§ Exercise: Retype, word for word, the part of the post on Debezium and logical replication that opens with the words containing "Then came the" and closes with "behavior at scale.".

§ Provided text:
Zalando Engineering Blog - Contributing to Debezium: Fixing Logical Replication at Scale

Logical replication and Debezium

At Zalando, we run hundreds of event streams powered by PostgreSQL logical replication through our Fabric Event Streams platform, a Kubernetes-based approach that allows teams to declare event streams sourcing directly from their Postgres databases. Each stream declaration provisions a micro application that uses Debezium in embedded mode to publish row-level change events as they occur. At peak traffic, these combined connectors process hundreds of thousands of events per second across our 100+ Kubernetes clusters.

This infrastructure has been in operation since late 2018, processing billions of events over the years, but getting here re…

Logical replication and Debezium

This infrastructure has been in operation since late 2018, processing billions of events over the years, but getting here required solving some hard problems with logical replication. This is the story of how we contributed two features to Debezium that we hope will help everyone using logical replication at scale.

The WAL Growth Problem Returns

A couple of years ago, our colleague Declan Murphy wrote about a critical issue with PostgreSQL logical replication where low-activity databases experienced runaway Write-Ahead Log (WAL) growth. The problem was simple: replication slots wouldn’t advance without table activity, causing WAL to pile up until disk space ran out. Our single biggest operational issue when rolling out this event infrastructure at scale was uncontrolled WAL growth on low-activity databases, even with heartbeat configured.

As detailed in Declan’s blog post, we fixed this upstream in the PostgreSQL JDBC driver by having the driver respond to keepalive messages from Postgres, advancing the replication slot when no relevant changes are pending. For a deeper dive into the hazards of logical decoding in PostgreSQL, our colleague Polina Bungina gave an excellent talk at the Posette conference in 2024.

We deployed this fix in production with Debezium 2.7.4, pinning to pgjdbc version 42.7.2, and ran it for nearly two years, processing billions of events with zero detected data loss from this mechanism. The fix completely eliminated our WAL growth issues.

Then came the problem.

Debezium Disables the Fix

As we prepared to upgrade Debezium, we discovered that a recent PR had hard-coded the pgjdbc keepalive flush feature to disabled by setting withAutomaticFlush(false) in the replication stream builder. The Debezium team had good reasons for this change: the feature conflicted with Debezium’s own LSN management logic, users reported issues online, and the safest path forward was to disable it entirely.

For us, this was a blocker because we couldn’t upgrade Debezium without losing the fix that kept our production systems stable. We needed a way forward that would work for both the broader Debezium community and teams like us who had verified this behavior at scale.

§ Rows:
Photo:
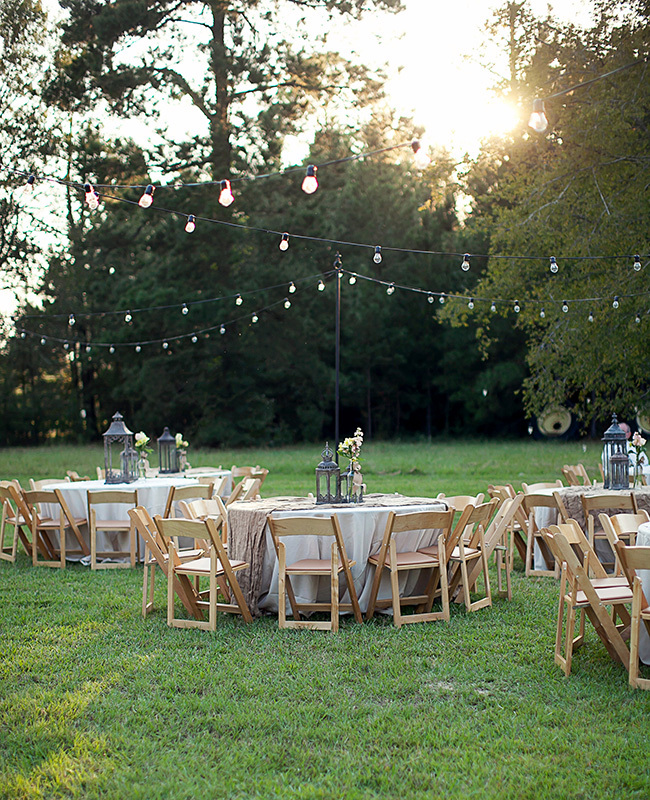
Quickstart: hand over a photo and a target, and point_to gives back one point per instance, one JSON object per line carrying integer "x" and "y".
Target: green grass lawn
{"x": 98, "y": 703}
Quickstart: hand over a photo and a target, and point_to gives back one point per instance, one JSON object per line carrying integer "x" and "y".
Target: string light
{"x": 225, "y": 195}
{"x": 147, "y": 198}
{"x": 310, "y": 182}
{"x": 538, "y": 121}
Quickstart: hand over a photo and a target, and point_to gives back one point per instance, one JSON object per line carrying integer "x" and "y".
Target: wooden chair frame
{"x": 328, "y": 527}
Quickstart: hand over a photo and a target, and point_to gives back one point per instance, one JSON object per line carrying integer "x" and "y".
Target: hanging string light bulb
{"x": 310, "y": 182}
{"x": 147, "y": 198}
{"x": 226, "y": 197}
{"x": 421, "y": 157}
{"x": 538, "y": 121}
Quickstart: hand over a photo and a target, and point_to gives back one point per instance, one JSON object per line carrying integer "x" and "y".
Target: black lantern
{"x": 167, "y": 453}
{"x": 615, "y": 459}
{"x": 118, "y": 438}
{"x": 328, "y": 476}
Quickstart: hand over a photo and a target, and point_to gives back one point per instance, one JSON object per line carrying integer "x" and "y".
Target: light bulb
{"x": 225, "y": 195}
{"x": 421, "y": 158}
{"x": 147, "y": 198}
{"x": 310, "y": 183}
{"x": 538, "y": 121}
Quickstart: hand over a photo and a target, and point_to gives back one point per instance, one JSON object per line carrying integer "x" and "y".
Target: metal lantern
{"x": 615, "y": 459}
{"x": 167, "y": 453}
{"x": 328, "y": 476}
{"x": 118, "y": 438}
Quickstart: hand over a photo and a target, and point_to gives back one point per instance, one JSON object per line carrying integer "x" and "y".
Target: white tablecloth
{"x": 362, "y": 527}
{"x": 643, "y": 540}
{"x": 152, "y": 494}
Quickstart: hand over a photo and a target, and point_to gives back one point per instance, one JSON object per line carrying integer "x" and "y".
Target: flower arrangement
{"x": 141, "y": 442}
{"x": 351, "y": 447}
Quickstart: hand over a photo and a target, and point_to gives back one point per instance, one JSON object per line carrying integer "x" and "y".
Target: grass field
{"x": 98, "y": 703}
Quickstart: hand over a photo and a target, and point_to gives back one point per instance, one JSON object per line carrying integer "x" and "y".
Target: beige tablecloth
{"x": 362, "y": 527}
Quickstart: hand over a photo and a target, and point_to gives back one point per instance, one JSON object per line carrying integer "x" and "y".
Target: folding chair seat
{"x": 435, "y": 559}
{"x": 14, "y": 519}
{"x": 44, "y": 527}
{"x": 622, "y": 526}
{"x": 610, "y": 502}
{"x": 322, "y": 530}
{"x": 635, "y": 558}
{"x": 214, "y": 565}
{"x": 553, "y": 510}
{"x": 112, "y": 527}
{"x": 203, "y": 491}
{"x": 463, "y": 557}
{"x": 579, "y": 594}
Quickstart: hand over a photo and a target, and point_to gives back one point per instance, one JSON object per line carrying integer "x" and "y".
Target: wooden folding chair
{"x": 578, "y": 593}
{"x": 45, "y": 527}
{"x": 155, "y": 552}
{"x": 203, "y": 490}
{"x": 531, "y": 504}
{"x": 321, "y": 529}
{"x": 215, "y": 566}
{"x": 611, "y": 502}
{"x": 117, "y": 497}
{"x": 633, "y": 558}
{"x": 14, "y": 519}
{"x": 434, "y": 558}
{"x": 622, "y": 526}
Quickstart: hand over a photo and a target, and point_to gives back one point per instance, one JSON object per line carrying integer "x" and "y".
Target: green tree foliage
{"x": 576, "y": 192}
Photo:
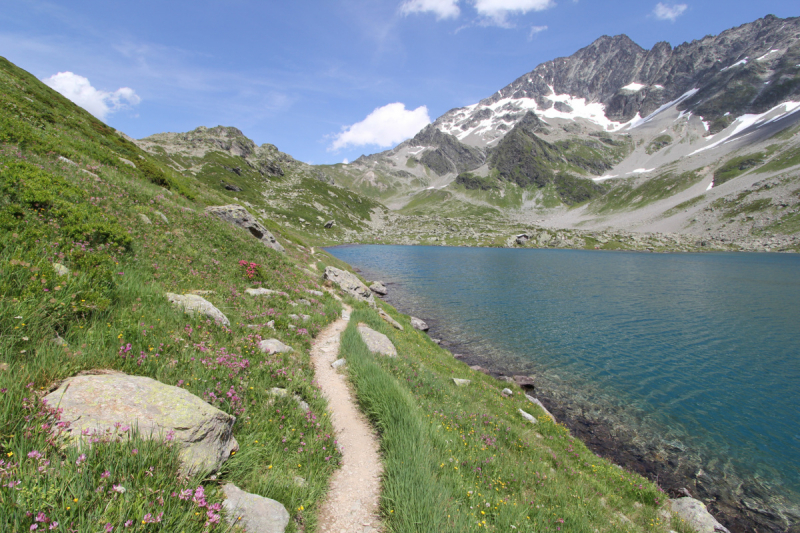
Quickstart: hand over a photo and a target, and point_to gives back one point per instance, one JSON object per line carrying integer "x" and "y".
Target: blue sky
{"x": 324, "y": 81}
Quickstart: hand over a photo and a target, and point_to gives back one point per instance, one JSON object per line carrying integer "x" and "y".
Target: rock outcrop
{"x": 239, "y": 216}
{"x": 379, "y": 288}
{"x": 271, "y": 346}
{"x": 192, "y": 303}
{"x": 377, "y": 342}
{"x": 100, "y": 405}
{"x": 254, "y": 513}
{"x": 419, "y": 324}
{"x": 350, "y": 284}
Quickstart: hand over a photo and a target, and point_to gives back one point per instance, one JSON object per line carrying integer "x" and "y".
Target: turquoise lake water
{"x": 697, "y": 355}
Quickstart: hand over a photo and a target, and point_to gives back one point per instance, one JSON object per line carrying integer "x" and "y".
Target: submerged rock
{"x": 377, "y": 342}
{"x": 254, "y": 513}
{"x": 384, "y": 315}
{"x": 95, "y": 405}
{"x": 239, "y": 216}
{"x": 192, "y": 303}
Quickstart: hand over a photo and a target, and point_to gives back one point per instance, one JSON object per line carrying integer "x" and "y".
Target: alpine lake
{"x": 683, "y": 367}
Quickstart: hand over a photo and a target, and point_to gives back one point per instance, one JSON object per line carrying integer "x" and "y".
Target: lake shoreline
{"x": 607, "y": 442}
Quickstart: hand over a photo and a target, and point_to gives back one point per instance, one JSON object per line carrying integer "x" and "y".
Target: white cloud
{"x": 98, "y": 103}
{"x": 665, "y": 12}
{"x": 384, "y": 127}
{"x": 496, "y": 11}
{"x": 535, "y": 30}
{"x": 442, "y": 8}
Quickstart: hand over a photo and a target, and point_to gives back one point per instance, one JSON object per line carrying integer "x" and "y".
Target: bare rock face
{"x": 192, "y": 303}
{"x": 239, "y": 216}
{"x": 377, "y": 342}
{"x": 349, "y": 284}
{"x": 419, "y": 324}
{"x": 694, "y": 513}
{"x": 95, "y": 405}
{"x": 254, "y": 513}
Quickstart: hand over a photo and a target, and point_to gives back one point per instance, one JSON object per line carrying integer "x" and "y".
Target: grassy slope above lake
{"x": 129, "y": 229}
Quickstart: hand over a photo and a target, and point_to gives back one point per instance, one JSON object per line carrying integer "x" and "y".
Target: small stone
{"x": 377, "y": 342}
{"x": 60, "y": 269}
{"x": 695, "y": 514}
{"x": 419, "y": 324}
{"x": 272, "y": 346}
{"x": 254, "y": 513}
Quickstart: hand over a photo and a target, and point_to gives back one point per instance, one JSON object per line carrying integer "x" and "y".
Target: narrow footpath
{"x": 352, "y": 502}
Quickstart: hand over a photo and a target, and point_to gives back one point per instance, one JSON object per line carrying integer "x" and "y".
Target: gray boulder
{"x": 97, "y": 404}
{"x": 384, "y": 315}
{"x": 419, "y": 324}
{"x": 377, "y": 342}
{"x": 254, "y": 513}
{"x": 274, "y": 346}
{"x": 192, "y": 303}
{"x": 350, "y": 284}
{"x": 694, "y": 513}
{"x": 540, "y": 404}
{"x": 379, "y": 288}
{"x": 239, "y": 216}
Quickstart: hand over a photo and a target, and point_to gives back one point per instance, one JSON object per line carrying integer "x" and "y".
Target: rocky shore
{"x": 739, "y": 505}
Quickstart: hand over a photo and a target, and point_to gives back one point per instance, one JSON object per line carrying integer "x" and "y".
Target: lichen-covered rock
{"x": 274, "y": 346}
{"x": 192, "y": 303}
{"x": 96, "y": 405}
{"x": 379, "y": 288}
{"x": 239, "y": 216}
{"x": 694, "y": 513}
{"x": 254, "y": 513}
{"x": 419, "y": 324}
{"x": 350, "y": 284}
{"x": 377, "y": 342}
{"x": 540, "y": 404}
{"x": 384, "y": 315}
{"x": 264, "y": 292}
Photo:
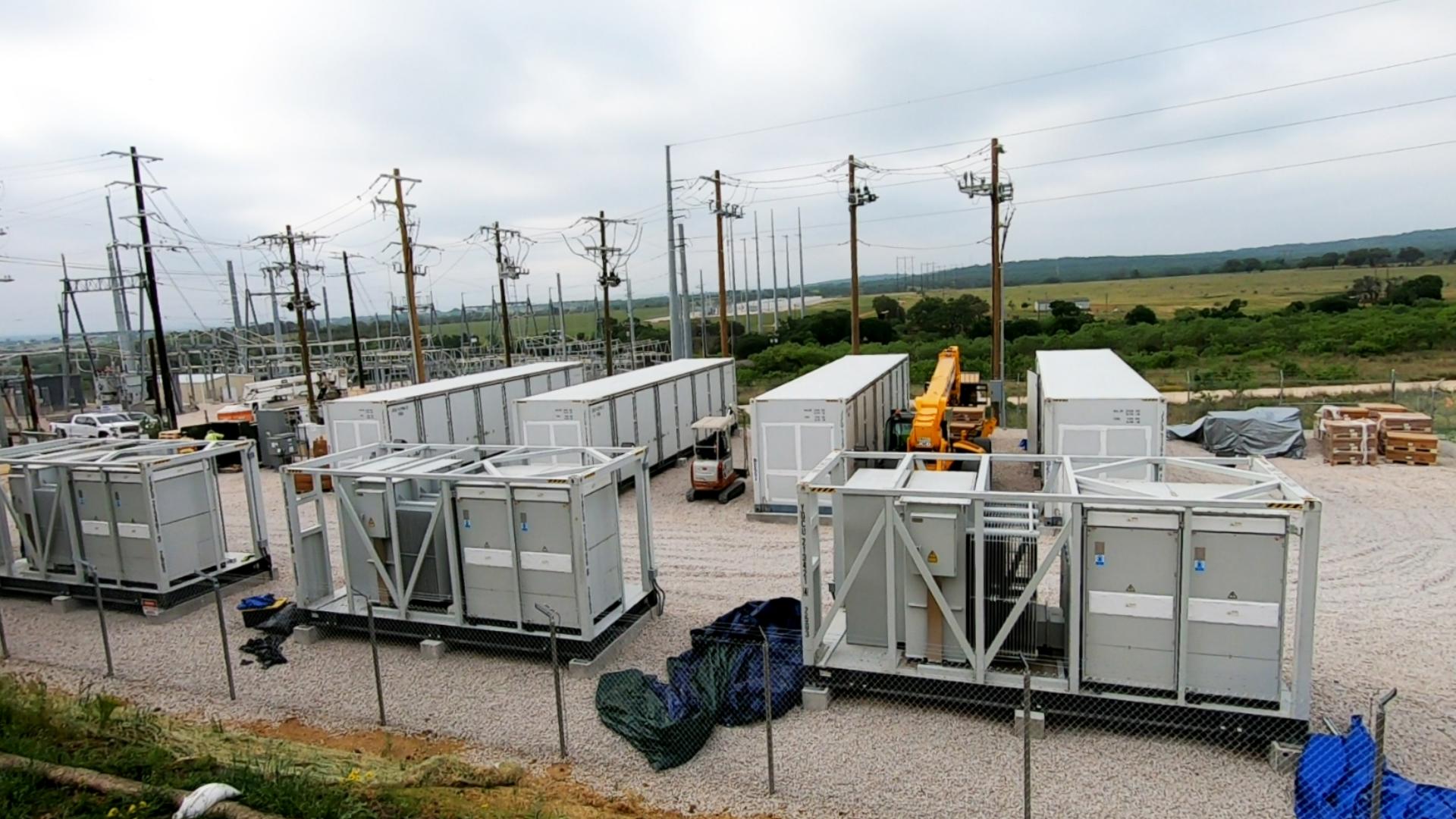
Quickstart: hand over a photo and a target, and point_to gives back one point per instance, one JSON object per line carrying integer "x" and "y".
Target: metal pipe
{"x": 1376, "y": 784}
{"x": 101, "y": 614}
{"x": 767, "y": 704}
{"x": 555, "y": 672}
{"x": 221, "y": 632}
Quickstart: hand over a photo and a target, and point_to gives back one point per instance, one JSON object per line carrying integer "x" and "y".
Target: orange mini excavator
{"x": 951, "y": 416}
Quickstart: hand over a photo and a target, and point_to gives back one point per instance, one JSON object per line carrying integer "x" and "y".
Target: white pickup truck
{"x": 98, "y": 426}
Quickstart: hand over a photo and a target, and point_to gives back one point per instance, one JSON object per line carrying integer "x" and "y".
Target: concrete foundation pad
{"x": 66, "y": 602}
{"x": 582, "y": 668}
{"x": 816, "y": 698}
{"x": 1038, "y": 723}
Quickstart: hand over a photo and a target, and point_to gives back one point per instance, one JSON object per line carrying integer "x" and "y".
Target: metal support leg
{"x": 101, "y": 615}
{"x": 555, "y": 672}
{"x": 221, "y": 632}
{"x": 373, "y": 648}
{"x": 1376, "y": 784}
{"x": 767, "y": 704}
{"x": 1025, "y": 738}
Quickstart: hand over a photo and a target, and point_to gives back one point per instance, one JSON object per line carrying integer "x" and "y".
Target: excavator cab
{"x": 951, "y": 416}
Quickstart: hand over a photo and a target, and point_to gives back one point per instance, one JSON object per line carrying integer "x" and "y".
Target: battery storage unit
{"x": 142, "y": 519}
{"x": 653, "y": 407}
{"x": 476, "y": 545}
{"x": 840, "y": 406}
{"x": 466, "y": 410}
{"x": 1091, "y": 403}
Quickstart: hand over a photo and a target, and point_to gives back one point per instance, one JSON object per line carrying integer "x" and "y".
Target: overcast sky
{"x": 273, "y": 114}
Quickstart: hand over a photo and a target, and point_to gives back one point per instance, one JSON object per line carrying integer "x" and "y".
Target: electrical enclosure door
{"x": 1235, "y": 605}
{"x": 1130, "y": 586}
{"x": 436, "y": 413}
{"x": 495, "y": 426}
{"x": 403, "y": 423}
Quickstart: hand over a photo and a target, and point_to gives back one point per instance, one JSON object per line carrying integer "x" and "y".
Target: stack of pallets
{"x": 1408, "y": 438}
{"x": 1348, "y": 441}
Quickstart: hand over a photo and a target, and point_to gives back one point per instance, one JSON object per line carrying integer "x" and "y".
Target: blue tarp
{"x": 1334, "y": 783}
{"x": 718, "y": 681}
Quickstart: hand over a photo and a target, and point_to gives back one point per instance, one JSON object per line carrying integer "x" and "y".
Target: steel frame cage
{"x": 475, "y": 466}
{"x": 117, "y": 460}
{"x": 1075, "y": 490}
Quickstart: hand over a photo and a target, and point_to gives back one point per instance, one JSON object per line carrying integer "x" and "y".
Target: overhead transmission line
{"x": 1040, "y": 76}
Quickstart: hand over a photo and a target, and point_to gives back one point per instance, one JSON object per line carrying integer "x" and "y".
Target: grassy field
{"x": 1264, "y": 292}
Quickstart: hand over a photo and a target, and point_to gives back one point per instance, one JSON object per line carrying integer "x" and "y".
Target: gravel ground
{"x": 1385, "y": 604}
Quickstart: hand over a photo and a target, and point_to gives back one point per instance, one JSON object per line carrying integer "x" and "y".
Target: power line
{"x": 1031, "y": 77}
{"x": 1125, "y": 115}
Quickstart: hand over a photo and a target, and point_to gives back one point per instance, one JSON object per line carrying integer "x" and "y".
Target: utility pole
{"x": 973, "y": 186}
{"x": 237, "y": 318}
{"x": 509, "y": 268}
{"x": 774, "y": 265}
{"x": 720, "y": 212}
{"x": 674, "y": 308}
{"x": 800, "y": 215}
{"x": 164, "y": 369}
{"x": 300, "y": 303}
{"x": 858, "y": 199}
{"x": 354, "y": 319}
{"x": 561, "y": 308}
{"x": 758, "y": 271}
{"x": 408, "y": 253}
{"x": 685, "y": 293}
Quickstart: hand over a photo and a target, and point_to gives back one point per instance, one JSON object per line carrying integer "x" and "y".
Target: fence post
{"x": 221, "y": 632}
{"x": 101, "y": 614}
{"x": 767, "y": 703}
{"x": 555, "y": 672}
{"x": 1379, "y": 752}
{"x": 1025, "y": 738}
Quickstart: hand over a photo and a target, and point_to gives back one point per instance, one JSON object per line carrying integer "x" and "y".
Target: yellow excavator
{"x": 951, "y": 416}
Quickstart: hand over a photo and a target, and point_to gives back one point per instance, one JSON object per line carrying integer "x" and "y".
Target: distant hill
{"x": 1438, "y": 243}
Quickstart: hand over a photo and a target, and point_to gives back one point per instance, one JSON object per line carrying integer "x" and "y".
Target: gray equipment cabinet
{"x": 1171, "y": 598}
{"x": 142, "y": 518}
{"x": 476, "y": 545}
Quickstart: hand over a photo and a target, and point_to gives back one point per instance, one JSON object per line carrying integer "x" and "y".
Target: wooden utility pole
{"x": 723, "y": 280}
{"x": 354, "y": 319}
{"x": 164, "y": 369}
{"x": 303, "y": 327}
{"x": 998, "y": 292}
{"x": 606, "y": 289}
{"x": 408, "y": 253}
{"x": 858, "y": 199}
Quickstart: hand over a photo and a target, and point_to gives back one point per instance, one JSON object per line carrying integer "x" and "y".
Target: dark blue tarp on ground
{"x": 718, "y": 681}
{"x": 1334, "y": 783}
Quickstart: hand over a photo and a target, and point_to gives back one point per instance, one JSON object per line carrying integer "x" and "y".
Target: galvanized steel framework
{"x": 446, "y": 466}
{"x": 1254, "y": 484}
{"x": 114, "y": 461}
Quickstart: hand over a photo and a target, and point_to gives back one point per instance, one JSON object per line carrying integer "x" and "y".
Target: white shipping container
{"x": 840, "y": 406}
{"x": 653, "y": 407}
{"x": 1091, "y": 403}
{"x": 466, "y": 410}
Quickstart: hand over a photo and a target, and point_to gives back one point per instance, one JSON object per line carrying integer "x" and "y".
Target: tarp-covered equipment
{"x": 718, "y": 681}
{"x": 1263, "y": 430}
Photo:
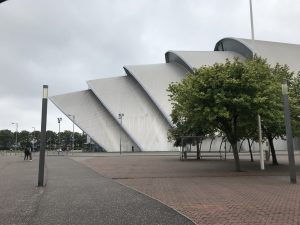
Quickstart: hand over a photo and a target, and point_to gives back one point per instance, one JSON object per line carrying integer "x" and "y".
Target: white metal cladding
{"x": 274, "y": 52}
{"x": 94, "y": 119}
{"x": 142, "y": 120}
{"x": 155, "y": 80}
{"x": 195, "y": 59}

§ Task answer:
Then came the problem.

Debezium Disables the Fix

As we prepared to upgrade Debezium, we discovered that a recent PR had hard-coded the pgjdbc keepalive flush feature to disabled by setting withAutomaticFlush(false) in the replication stream builder. The Debezium team had good reasons for this change: the feature conflicted with Debezium’s own LSN management logic, users reported issues online, and the safest path forward was to disable it entirely.

For us, this was a blocker because we couldn’t upgrade Debezium without losing the fix that kept our production systems stable. We needed a way forward that would work for both the broader Debezium community and teams like us who had verified this behavior at scale.